What to work on:
a) Reproduce the passage of the slingshot band thread between "## AppalachianFlipShooter (May" and "(Jul 20, 2011)", inclusive.
b) Carry on the forum thread about slingshot bands for 3/8" clay ammunition from the point at which it ends.

# What bands are you using for 3/8" clay ammo?



## Truck Driver (8 mo ago)

Currently I am using TB Silver and have ended up at 1/2" straight cuts and those seem to be working out great. Is there better than TB Silver?


----------



## AppalachianFlipShooter (May 9, 2020)

I love a .4 or .45 band for clay. Depending on how dense the clay is, I generally run a 20-12 taper of .45 BSB white for 12mm clay. For 3/8 clay I'll use a 18-10 of .4 

Sent from my SM-N986U using Tapatalk


----------



## skarrd (Jul 20, 2011)

i use .06 simple shot blacks,and TBG at 1/2 in ch straight cut,8 inch AL.,also 2040 tubes at 8inch AL,for 3/8s ,and 1 inch shorter AL for 1/2 inch clays,all PGN off amazon 36 inch draw


----------



## Biker_Bob (Mar 26, 2020)

Tapers will be faster.
Try cutting your TBS 1/2" down to 3/8" at the pouch. Or even 5/8" down to 3/8"


----------



## bones (Mar 10, 2018)

I have gone to the darkside of shooting. I'm starting to get used to the butterfly draw, well more like the 3/4 butterfly draw.. With that said, 1/2" straight and 14" seems to work very well for me no matter if it's clay or steel. I still use face anchor though. When I do that, the clay is slightly off. A bit to unpredictable. BTW...using ..6mm from Simple Shot.


----------



## Pedroito (Aug 22, 2021)

i'm using 1636 tubes and even pseudo tapered 2050 + 1845 lol (prob overpower but all good)


----------



## Truck Driver (8 mo ago)

just ordered some simple shot lite bands , will report back with comparing them to TB silver .


----------



## Biker_Bob (Mar 26, 2020)

bones said:


> I have gone to the darkside of shooting. I'm starting to get used to the butterfly draw, well more like the 3/4 butterfly draw.. With that said, 1/2" straight and 14" seems to work very well for me no matter if it's clay or steel. I still use face anchor though. When I do that, the clay is slightly off. A bit to unpredictable. BTW...using ..6mm from Simple Shot.

Data:

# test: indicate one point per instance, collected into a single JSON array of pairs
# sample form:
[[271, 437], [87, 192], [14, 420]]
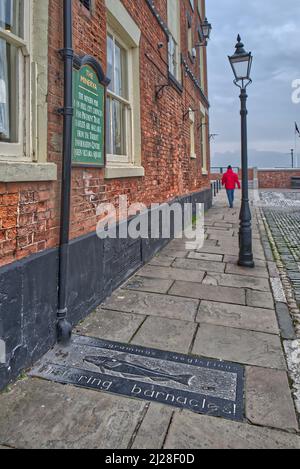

Responses for each task:
a)
## AppalachianFlipShooter (May 9, 2020)

I love a .4 or .45 band for clay. Depending on how dense the clay is, I generally run a 20-12 taper of .45 BSB white for 12mm clay. For 3/8 clay I'll use a 18-10 of .4 

Sent from my SM-N986U using Tapatalk


----------



## skarrd (Jul 20, 2011)

b)
That says to me that your bands are too strong for the clay.
A band that is too weak will shoot slow but accurate, a band that is too heavy will shoot fast and inaccurate.
I have different bands for clay and steel.


----------



## Truck Driver (8 mo ago)

also with clay you get a varied size. I have found that the second batch of clay balls I ordered vary greatly in size and shape. I believe that is why folks shoot glass or steel the size tolerance is more narrow. Obviously changes in size also means changes in weight . All that inconsistency translates to inconsistent shot placement. 
When I averaged out the weight of my clay balls with the 3/8" glass and 1/4" steel they were all within half a gram of each other. So I am assuming the bands that work great for clay will also work great with 3/8" glass and 1/4" steel. 
I shoot mainly 3/8" clay , since I am in my yard and mainly shoot wasp, and garden pest . If I have a small miss with the clay, shooting wasp, when the clay explodes it will still knock down the wasp.


----------



## AppalachianFlipShooter (May 9, 2020)

The best I've found for clay so far is a .4 thick band with a 20-12 taper at 400-450% elongation

Sent from my Pixel 6 Pro using Tapatalk


----------



## Biker_Bob (Mar 26, 2020)

Truck Driver said:


> also with clay you get a varied size. I have found that the second batch of clay balls I ordered vary greatly in size and shape. I believe that is why folks shoot glass or steel the size tolerance is more narrow. Obviously changes in size also means changes in weight . All that inconsistency translates to inconsistent shot placement.
> When I averaged out the weight of my clay balls with the 3/8" glass and 1/4" steel they were all within half a gram of each other. So I am assuming the bands that work great for clay will also work great with 3/8" glass and 1/4" steel.
> I shoot mainly 3/8" clay , since I am in my yard and mainly shoot wasp, and garden pest . If I have a small miss with the clay, shooting wasp, when the clay explodes it will still knock down the wasp.


Yes, I should think so - it's all about projectile weight, if they weigh the same they should shoot the same (albeit with differences due to wind resistance).


----------



## Truck Driver (8 mo ago)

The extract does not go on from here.